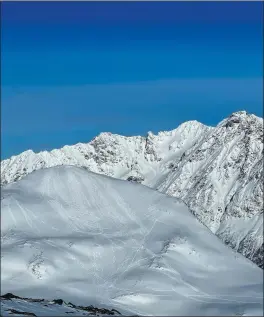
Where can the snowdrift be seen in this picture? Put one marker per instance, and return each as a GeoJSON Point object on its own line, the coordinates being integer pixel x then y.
{"type": "Point", "coordinates": [94, 240]}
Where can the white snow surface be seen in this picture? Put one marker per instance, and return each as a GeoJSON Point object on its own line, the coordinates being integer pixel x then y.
{"type": "Point", "coordinates": [216, 171]}
{"type": "Point", "coordinates": [95, 240]}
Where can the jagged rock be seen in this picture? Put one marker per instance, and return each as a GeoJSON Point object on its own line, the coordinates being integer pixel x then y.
{"type": "Point", "coordinates": [216, 171]}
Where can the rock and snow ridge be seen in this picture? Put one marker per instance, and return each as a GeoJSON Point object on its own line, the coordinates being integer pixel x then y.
{"type": "Point", "coordinates": [216, 171]}
{"type": "Point", "coordinates": [12, 305]}
{"type": "Point", "coordinates": [94, 240]}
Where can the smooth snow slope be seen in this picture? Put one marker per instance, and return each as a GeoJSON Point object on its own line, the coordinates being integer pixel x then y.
{"type": "Point", "coordinates": [217, 172]}
{"type": "Point", "coordinates": [90, 239]}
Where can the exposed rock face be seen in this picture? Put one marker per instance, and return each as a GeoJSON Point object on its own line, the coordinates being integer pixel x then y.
{"type": "Point", "coordinates": [217, 172]}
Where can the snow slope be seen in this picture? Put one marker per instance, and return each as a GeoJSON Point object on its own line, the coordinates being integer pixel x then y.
{"type": "Point", "coordinates": [95, 240]}
{"type": "Point", "coordinates": [217, 172]}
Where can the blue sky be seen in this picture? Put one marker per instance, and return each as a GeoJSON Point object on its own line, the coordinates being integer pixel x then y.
{"type": "Point", "coordinates": [71, 70]}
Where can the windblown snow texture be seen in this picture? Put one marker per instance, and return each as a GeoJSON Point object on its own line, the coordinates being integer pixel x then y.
{"type": "Point", "coordinates": [94, 240]}
{"type": "Point", "coordinates": [216, 171]}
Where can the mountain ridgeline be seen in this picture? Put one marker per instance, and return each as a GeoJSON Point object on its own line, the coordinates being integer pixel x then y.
{"type": "Point", "coordinates": [216, 171]}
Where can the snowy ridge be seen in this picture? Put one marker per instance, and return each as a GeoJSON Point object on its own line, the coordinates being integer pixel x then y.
{"type": "Point", "coordinates": [217, 172]}
{"type": "Point", "coordinates": [94, 240]}
{"type": "Point", "coordinates": [12, 305]}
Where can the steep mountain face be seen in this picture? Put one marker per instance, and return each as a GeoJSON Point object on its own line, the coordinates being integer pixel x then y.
{"type": "Point", "coordinates": [89, 239]}
{"type": "Point", "coordinates": [216, 171]}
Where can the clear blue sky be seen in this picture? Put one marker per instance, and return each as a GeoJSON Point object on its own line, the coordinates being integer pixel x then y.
{"type": "Point", "coordinates": [71, 70]}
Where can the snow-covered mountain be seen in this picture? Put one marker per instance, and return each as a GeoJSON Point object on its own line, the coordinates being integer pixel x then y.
{"type": "Point", "coordinates": [94, 240]}
{"type": "Point", "coordinates": [216, 171]}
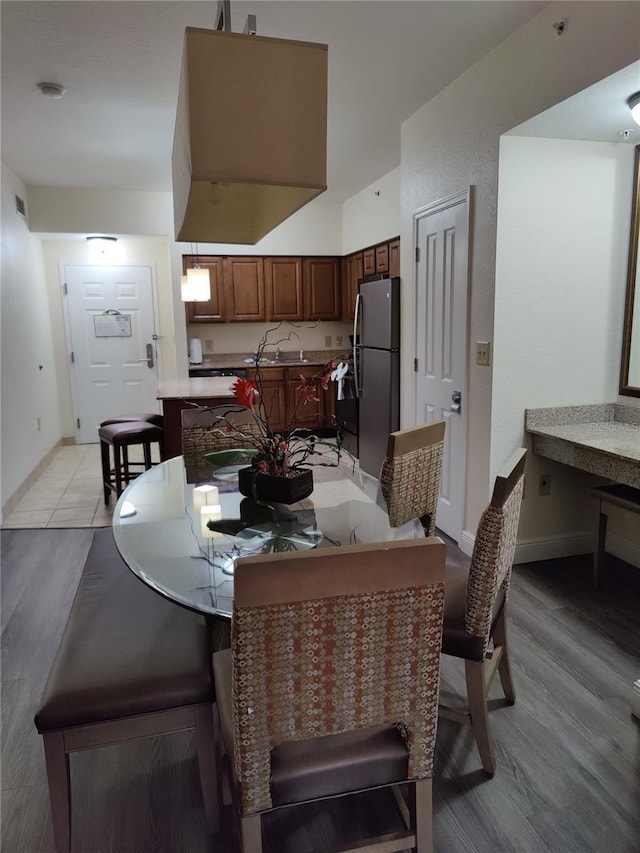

EXERCISE BRIEF: Reproduce the records, substituting "pin" for each "marker" and changing nothing else. Leave the pictures out.

ANSWER TO THIS TASK:
Where can the snowdrift be seen in this picture? Put one pin per instance, and return each as a GeoJSON Point object on its own line, the coordinates being integer pixel x then y.
{"type": "Point", "coordinates": [94, 240]}
Where can the white snow surface be seen in this picture? Put one pin per instance, and return each as a GeoJSON Point object on its own line, the coordinates being integer pixel x then y.
{"type": "Point", "coordinates": [216, 171]}
{"type": "Point", "coordinates": [95, 240]}
Where can the jagged rock be seen in this picture? Put one pin per instance, and return each as a GeoJSON Point object on its own line, the coordinates being integer pixel x then y.
{"type": "Point", "coordinates": [216, 171]}
Where can the rock and snow ridge be seen in this picture? Put one pin per instance, and return each as a GeoJSON Point object on its own line, the coordinates being integer pixel x then y.
{"type": "Point", "coordinates": [216, 171]}
{"type": "Point", "coordinates": [12, 305]}
{"type": "Point", "coordinates": [94, 240]}
Where can the smooth snow slope be seen in this picture? Put one pin per instance, and return each as a GeoJSON Point object on its own line, the coordinates being integer pixel x then y.
{"type": "Point", "coordinates": [217, 172]}
{"type": "Point", "coordinates": [90, 239]}
Where can the exposed rock face be seen in this picture? Put one pin per instance, and return each as a GeoJSON Point object on its own line, the coordinates being integer pixel x then y.
{"type": "Point", "coordinates": [217, 172]}
Where can the snow slope be seen in this picture? Put one pin per instance, and return each as a GeoJSON Point object on its own line, the coordinates being integer pixel x then y.
{"type": "Point", "coordinates": [95, 240]}
{"type": "Point", "coordinates": [217, 172]}
Where can the blue sky be seen in this picture? Put one pin per instance, and return each as a GeoJSON Point object on its own line, the coordinates being integer pixel x then y.
{"type": "Point", "coordinates": [71, 70]}
Where can the windblown snow texture be seen in this picture? Put one pin per instance, and return each as a GeoJSON Point object on its own line, the coordinates being integer pixel x then y.
{"type": "Point", "coordinates": [94, 240]}
{"type": "Point", "coordinates": [216, 171]}
Where can the mountain ridgeline be seen in this picture? Put one pin per instance, and return each as a GeoJSON Point object on its own line, the coordinates being integer pixel x then y.
{"type": "Point", "coordinates": [216, 171]}
Where can the snowy ridge be seen in this picture? Put one pin per instance, and return each as a GeoJSON Point object on its own line, the coordinates being integer pixel x then y.
{"type": "Point", "coordinates": [217, 172]}
{"type": "Point", "coordinates": [94, 240]}
{"type": "Point", "coordinates": [12, 305]}
Where can the steep mountain face be seen in this picture? Put one pin per instance, and return each as a GeoJSON Point object on its own line, the coordinates being integer pixel x then y.
{"type": "Point", "coordinates": [89, 239]}
{"type": "Point", "coordinates": [216, 171]}
Where can the clear blue sky be seen in this picture? Put one pin per instance, and return each as a GeoJSON Point object on its own line, the coordinates being integer pixel x then y.
{"type": "Point", "coordinates": [71, 70]}
Where can the snow-covered mountain be seen in this picture? Put one pin per instance, and return each as a GeoJSON Point object on its own line, the coordinates being integer pixel x then y.
{"type": "Point", "coordinates": [94, 240]}
{"type": "Point", "coordinates": [216, 171]}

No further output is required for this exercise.